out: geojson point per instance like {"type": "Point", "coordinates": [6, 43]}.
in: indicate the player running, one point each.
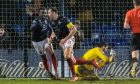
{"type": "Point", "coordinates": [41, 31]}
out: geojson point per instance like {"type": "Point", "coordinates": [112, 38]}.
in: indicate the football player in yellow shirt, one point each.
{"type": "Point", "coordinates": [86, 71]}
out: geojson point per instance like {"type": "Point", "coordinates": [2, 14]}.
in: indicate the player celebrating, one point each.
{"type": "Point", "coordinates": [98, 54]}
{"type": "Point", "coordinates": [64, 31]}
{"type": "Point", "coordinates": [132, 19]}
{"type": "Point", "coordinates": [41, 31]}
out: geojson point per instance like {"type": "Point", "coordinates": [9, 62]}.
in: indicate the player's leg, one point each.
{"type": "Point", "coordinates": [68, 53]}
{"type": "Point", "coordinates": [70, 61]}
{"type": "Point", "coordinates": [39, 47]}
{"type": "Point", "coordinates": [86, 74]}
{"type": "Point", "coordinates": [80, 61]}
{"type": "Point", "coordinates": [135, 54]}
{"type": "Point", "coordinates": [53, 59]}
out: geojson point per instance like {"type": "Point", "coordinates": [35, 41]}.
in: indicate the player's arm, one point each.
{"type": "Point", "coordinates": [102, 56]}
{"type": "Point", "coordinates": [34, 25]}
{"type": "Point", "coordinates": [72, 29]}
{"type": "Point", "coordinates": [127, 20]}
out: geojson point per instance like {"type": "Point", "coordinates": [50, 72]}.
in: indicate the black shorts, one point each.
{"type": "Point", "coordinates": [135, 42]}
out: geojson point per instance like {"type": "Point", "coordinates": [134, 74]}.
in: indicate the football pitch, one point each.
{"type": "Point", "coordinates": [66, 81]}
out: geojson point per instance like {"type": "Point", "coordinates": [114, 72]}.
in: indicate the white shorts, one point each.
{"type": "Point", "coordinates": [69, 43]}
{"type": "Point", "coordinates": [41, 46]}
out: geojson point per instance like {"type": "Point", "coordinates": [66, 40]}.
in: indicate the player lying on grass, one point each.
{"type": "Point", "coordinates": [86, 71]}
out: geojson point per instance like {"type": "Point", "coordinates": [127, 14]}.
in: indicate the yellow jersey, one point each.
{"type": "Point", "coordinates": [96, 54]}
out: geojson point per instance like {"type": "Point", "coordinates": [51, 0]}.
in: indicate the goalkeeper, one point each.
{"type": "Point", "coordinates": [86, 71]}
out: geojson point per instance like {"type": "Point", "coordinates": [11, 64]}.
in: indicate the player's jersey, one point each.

------------------------------------------------

__WORK TO COMPLETE__.
Copy the entries exactly. Leave out the images.

__RESULT BELOW__.
out: geojson point per instance like {"type": "Point", "coordinates": [6, 43]}.
in: indicate the player running, one point each.
{"type": "Point", "coordinates": [41, 31]}
out: geojson point per instance like {"type": "Point", "coordinates": [112, 38]}.
in: indicate the football player in yellow shirt, one point each.
{"type": "Point", "coordinates": [86, 71]}
out: geojson point per instance like {"type": "Point", "coordinates": [2, 14]}.
in: indicate the player celebrating, one point each.
{"type": "Point", "coordinates": [98, 54]}
{"type": "Point", "coordinates": [64, 31]}
{"type": "Point", "coordinates": [132, 19]}
{"type": "Point", "coordinates": [41, 31]}
out: geojson point per instance like {"type": "Point", "coordinates": [9, 62]}.
in: indicate the player's leg, one point each.
{"type": "Point", "coordinates": [68, 53]}
{"type": "Point", "coordinates": [70, 61]}
{"type": "Point", "coordinates": [39, 47]}
{"type": "Point", "coordinates": [86, 74]}
{"type": "Point", "coordinates": [80, 61]}
{"type": "Point", "coordinates": [135, 54]}
{"type": "Point", "coordinates": [53, 59]}
out: geojson point per instance like {"type": "Point", "coordinates": [35, 41]}.
in: indicate the player's arm, one point each.
{"type": "Point", "coordinates": [102, 56]}
{"type": "Point", "coordinates": [34, 25]}
{"type": "Point", "coordinates": [72, 29]}
{"type": "Point", "coordinates": [127, 20]}
out: geojson point per instance like {"type": "Point", "coordinates": [50, 72]}.
in: indicate the black shorts, one point each.
{"type": "Point", "coordinates": [135, 42]}
out: geojson point per instance like {"type": "Point", "coordinates": [134, 74]}.
in: indicate the football pitch, one point each.
{"type": "Point", "coordinates": [66, 81]}
out: geojson point per instance like {"type": "Point", "coordinates": [114, 72]}.
in: indicate the white shorts, one point each.
{"type": "Point", "coordinates": [69, 43]}
{"type": "Point", "coordinates": [41, 46]}
out: geojson point per instance like {"type": "Point", "coordinates": [66, 40]}.
in: indicate the player lying on grass, one point each.
{"type": "Point", "coordinates": [86, 71]}
out: geojson point per instance like {"type": "Point", "coordinates": [127, 14]}.
in: indicate the yellow jersey, one point each.
{"type": "Point", "coordinates": [96, 54]}
out: geojson point per instance like {"type": "Point", "coordinates": [51, 0]}.
in: indicate the goalkeeper, one point each.
{"type": "Point", "coordinates": [86, 71]}
out: geojson point per instance like {"type": "Point", "coordinates": [11, 64]}.
in: indicate the player's jersey, one point each.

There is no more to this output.